Object detection data:
:::

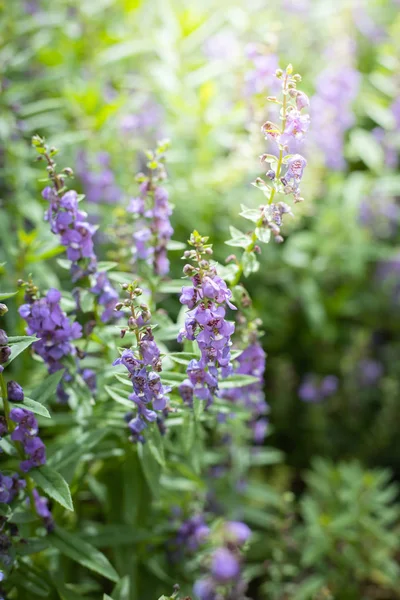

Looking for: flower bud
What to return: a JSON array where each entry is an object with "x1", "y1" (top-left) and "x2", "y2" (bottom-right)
[
  {"x1": 128, "y1": 317, "x2": 137, "y2": 331},
  {"x1": 7, "y1": 381, "x2": 24, "y2": 402},
  {"x1": 0, "y1": 346, "x2": 11, "y2": 364}
]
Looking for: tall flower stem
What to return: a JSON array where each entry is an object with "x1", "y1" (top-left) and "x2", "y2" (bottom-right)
[{"x1": 0, "y1": 373, "x2": 37, "y2": 517}]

:::

**Task details**
Edit the lines above so that "Looking for" becomes "Search target" everywhere, with nothing else changed. Leave out the pictures.

**Finished answer**
Search target: flower bud
What to return: a JSON array where each entry is an object with "x1", "y1" (top-left) and "x2", "y2" (bottom-right)
[
  {"x1": 128, "y1": 317, "x2": 137, "y2": 331},
  {"x1": 7, "y1": 381, "x2": 24, "y2": 402},
  {"x1": 0, "y1": 346, "x2": 11, "y2": 364}
]
Search target: tall flower stem
What to return: a JSON array where each entry is an object with "x1", "y1" (top-left) and "x2", "y2" (bottom-right)
[{"x1": 0, "y1": 373, "x2": 37, "y2": 517}]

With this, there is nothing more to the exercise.